__CONSEGNA 1__
Per ciascuna affermazione indica se concorda con il testo su Corso Isonzo. Rispondi sì o no e riporta tra virgolette le parole del testo che lo stabiliscono. (a) La Farmacia del Dott. Lodi occupava le prime due vetrine. (b) Il sarto all'angolo di Vicolo Sguazzadori guidava una Lambretta. (c) Nel dopoguerra l'autorimessa della polizia ospitò l'officina dei fratelli Rizzieri.
__CONSEGNA 2__
Restituisci senza modifiche la parte del testo su Corso Isonzo che si apre con le parole contenenti "Sull’angolo di Vicolo" e si chiude con "dopo tanto tempo?".

──────── ESTRATTO PAGINA ────────

Proseguendo la mia passeggiata immaginando di essere ancora tra il 1939 e il 1942, cerco di ricostruire nella mente l’immagine di Corso Isonzo di come era in quel tempo. Il Palazzo Panfilio rappresentava, e rappresenta tutt’oggi, il vertice Nord di questa bellissima strada. Anomalo nelle sue forme, strano rispetto a ciò che lo circonda, amato e odiato nello stesso tempo. Ma di questo sappiamo ormai tutto. Mi avvio dunque verso Sud.

La Farmacia del Dott. Lodi occupava le prime due vetrine, con tanto di scritta verticale rossa, che di sera mi dava l’idea della festa, forse per l’allegra luce vermiglia e splendente che diffondeva. Di seguito poi c’era l’autorimessa della polizia, che alle volte dal portone spalancato si vedevano uscire i mezzi degli agenti a tutta velocità per andare chissà dove! Nel dopoguerra quella grande autorimessa ospitò l’officina dei fratelli Rizzieri, poi ancora adibita a officina e autorimessa dei fratelli Frigato. Più avanti rivedo con chiarezza quello che era un negozio “chic”: oggi sarebbe Boutique della Sig.ra Bernagozzi, che vendeva golfini e giacche di lana alle signore che desideravano qualcosa per distinguersi.

Sull’angolo di Vicolo Sguazzadori c’era un sarto. Non ricordo come si chiamava, ma era bravissimo. Meridionale, non molto alto, piazzatello, sempre ben vestito, e con una Vespa GS (il cosiddetto vespone) che lui faceva andare sempre a tutto gas per Corso Isonzo! Con lui sopra, la Vespa sembrava ancor più grande di quanto fosse in realtà. A onor del vero, posso dire che la portava molto bene. Sono un appassionato di motori, e se qualcuno manca loro di rispetto, qualcosa mi si rivolta dentro! Più avanti ancora c’era il complesso della Famiglia Fontana/Melica; Osteria, salumeria e forno, tutto insomma, quasi un centro di gravità per la zona! Conoscevo tutti e sento una grande malinconia passando su questo marciapiede. Se chiudo gli occhi, li rivedo ancora, anche se non so più nulla di loro, intenti nel loro lavoro mi guardano sorridendo chiedendomi: Florio, ma cosa fai qui dopo tanto tempo?

──────── ELENCO DATI ────────

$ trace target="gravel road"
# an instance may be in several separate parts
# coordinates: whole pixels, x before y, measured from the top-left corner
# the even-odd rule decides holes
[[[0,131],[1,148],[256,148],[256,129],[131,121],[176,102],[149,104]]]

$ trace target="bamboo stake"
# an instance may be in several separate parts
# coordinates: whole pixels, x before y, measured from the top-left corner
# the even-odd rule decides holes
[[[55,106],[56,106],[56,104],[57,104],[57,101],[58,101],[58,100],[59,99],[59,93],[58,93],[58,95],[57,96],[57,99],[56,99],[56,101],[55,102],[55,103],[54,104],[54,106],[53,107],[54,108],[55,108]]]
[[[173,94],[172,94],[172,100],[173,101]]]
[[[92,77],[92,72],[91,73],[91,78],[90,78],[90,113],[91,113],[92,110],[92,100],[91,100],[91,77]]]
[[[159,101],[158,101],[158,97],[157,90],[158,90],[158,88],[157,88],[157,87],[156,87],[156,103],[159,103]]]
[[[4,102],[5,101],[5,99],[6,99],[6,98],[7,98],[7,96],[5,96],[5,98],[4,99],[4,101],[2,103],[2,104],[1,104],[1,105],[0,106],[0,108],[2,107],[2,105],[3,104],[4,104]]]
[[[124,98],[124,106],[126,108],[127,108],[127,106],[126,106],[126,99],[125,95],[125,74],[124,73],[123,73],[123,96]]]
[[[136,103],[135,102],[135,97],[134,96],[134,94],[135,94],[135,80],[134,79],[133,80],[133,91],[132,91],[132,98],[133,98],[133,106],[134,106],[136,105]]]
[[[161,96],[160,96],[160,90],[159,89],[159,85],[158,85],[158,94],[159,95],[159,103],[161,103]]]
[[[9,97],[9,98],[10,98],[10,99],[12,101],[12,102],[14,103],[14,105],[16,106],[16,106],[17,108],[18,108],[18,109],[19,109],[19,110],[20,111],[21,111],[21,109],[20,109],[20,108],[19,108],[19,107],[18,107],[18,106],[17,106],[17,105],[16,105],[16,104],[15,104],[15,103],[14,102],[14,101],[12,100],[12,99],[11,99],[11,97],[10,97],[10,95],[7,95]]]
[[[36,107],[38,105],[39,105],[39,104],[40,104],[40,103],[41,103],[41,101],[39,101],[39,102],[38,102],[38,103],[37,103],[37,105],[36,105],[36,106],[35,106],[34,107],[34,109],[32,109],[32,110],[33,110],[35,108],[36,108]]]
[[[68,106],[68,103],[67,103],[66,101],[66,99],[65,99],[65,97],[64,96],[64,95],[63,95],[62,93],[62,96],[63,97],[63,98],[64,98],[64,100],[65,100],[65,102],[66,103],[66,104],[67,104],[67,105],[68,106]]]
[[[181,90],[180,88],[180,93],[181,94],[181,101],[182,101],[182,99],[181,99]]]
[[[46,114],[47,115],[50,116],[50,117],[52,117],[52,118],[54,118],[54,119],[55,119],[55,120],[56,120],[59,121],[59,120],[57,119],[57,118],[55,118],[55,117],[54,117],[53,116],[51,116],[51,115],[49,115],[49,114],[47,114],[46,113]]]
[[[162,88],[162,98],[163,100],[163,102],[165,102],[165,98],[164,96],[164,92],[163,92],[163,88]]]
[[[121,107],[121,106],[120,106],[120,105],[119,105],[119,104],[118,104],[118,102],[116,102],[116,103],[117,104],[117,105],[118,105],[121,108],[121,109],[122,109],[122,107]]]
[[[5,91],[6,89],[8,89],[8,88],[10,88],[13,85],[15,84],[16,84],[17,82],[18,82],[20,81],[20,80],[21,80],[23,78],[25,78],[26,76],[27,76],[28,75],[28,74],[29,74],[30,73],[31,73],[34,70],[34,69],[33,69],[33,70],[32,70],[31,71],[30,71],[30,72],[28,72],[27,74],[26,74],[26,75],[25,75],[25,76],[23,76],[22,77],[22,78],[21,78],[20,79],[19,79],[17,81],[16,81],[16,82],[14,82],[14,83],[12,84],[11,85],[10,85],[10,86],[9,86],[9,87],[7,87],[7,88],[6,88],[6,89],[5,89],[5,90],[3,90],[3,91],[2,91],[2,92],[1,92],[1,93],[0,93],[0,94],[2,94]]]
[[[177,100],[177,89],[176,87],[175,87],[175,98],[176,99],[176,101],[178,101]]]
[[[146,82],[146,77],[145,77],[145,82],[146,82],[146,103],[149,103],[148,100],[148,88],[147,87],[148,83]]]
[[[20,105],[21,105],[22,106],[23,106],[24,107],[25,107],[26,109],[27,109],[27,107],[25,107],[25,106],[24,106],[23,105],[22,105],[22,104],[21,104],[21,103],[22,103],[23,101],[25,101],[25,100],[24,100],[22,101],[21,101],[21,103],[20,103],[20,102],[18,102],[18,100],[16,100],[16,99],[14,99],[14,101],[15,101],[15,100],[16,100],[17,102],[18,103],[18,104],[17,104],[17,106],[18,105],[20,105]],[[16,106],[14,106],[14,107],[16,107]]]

────────

__RISPOSTA FINALE 1__
(a) Sì: "La Farmacia del Dott. Lodi occupava le prime due vetrine".
(b) No: "con una Vespa GS (il cosiddetto vespone)".
(c) Sì: "Nel dopoguerra quella grande autorimessa ospitò l’officina dei fratelli Rizzieri".

__RISPOSTA FINALE 2__
Sull’angolo di Vicolo Sguazzadori c’era un sarto. Non ricordo come si chiamava, ma era bravissimo. Meridionale, non molto alto, piazzatello, sempre ben vestito, e con una Vespa GS (il cosiddetto vespone) che lui faceva andare sempre a tutto gas per Corso Isonzo! Con lui sopra, la Vespa sembrava ancor più grande di quanto fosse in realtà. A onor del vero, posso dire che la portava molto bene. Sono un appassionato di motori, e se qualcuno manca loro di rispetto, qualcosa mi si rivolta dentro! Più avanti ancora c’era il complesso della Famiglia Fontana/Melica; Osteria, salumeria e forno, tutto insomma, quasi un centro di gravità per la zona! Conoscevo tutti e sento una grande malinconia passando su questo marciapiede. Se chiudo gli occhi, li rivedo ancora, anche se non so più nulla di loro, intenti nel loro lavoro mi guardano sorridendo chiedendomi: Florio, ma cosa fai qui dopo tanto tempo?